We are to grow up "in all aspects" into Christ. This phrase speaks of the comprehensiveness of the Christian life. It can tolerate no distinction between the sacred and the secular. There are no "religious topics." For there is no area of life into which Christian truth and the life of Christ do not reach. Your approach to entertainment, to work, to worship, to sports and recreation, to culture, to education, to music, to politics--ALL should be different because you are a Christian. This is what Francis Schaeffer meant by his phrase, "The lordship of Christ over the total culture." If we are faithful to Scripture, which contains this phrase, "in all aspects," then nothing less can be the goal of our truthing in love.
And we are to do this growing up in all aspects INTO HIM WHO IS THE HEAD, EVEN CHRIST! Christlikeness is the goal, and Christ is himself the only way to that goal. He is the way, the truth, and the life, and therefore truthing in love is only possible for us as He does it in us. Everything we have been seeing about the ministry of the Church is designed to enable that to happen.

TASK DETAILS> Write the next part of the passage about growing up into Christ, starting after its final sentence. The listing after this passage isn't needed for anything here.

DATASET SECTION>
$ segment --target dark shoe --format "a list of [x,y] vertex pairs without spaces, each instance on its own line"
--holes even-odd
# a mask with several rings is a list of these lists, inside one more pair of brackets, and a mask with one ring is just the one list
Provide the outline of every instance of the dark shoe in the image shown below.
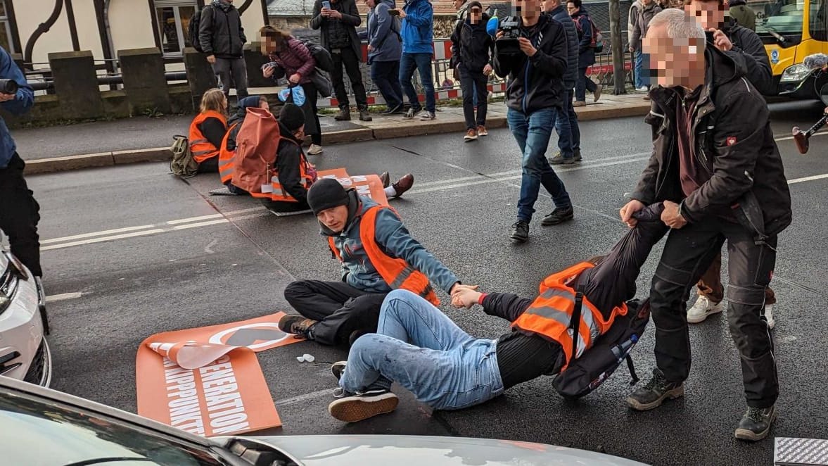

EXERCISE OUTPUT>
I hope I have not excessively belabored these verses, but the contemporary Church is so far from practicing or even conceiving this approach to ministry that I have felt it necessary. I hope that as a result of our ministry we are we are gaining the ability to read this verse with full understanding: "Speaking the truth in love, we are to grow up in all aspects into Him who is the head, even Christ." Let it be so in our congregation so that to Him will be the glory in the Church and in Christ Jesus to all generations forever. Amen.
Here endeth the lesson.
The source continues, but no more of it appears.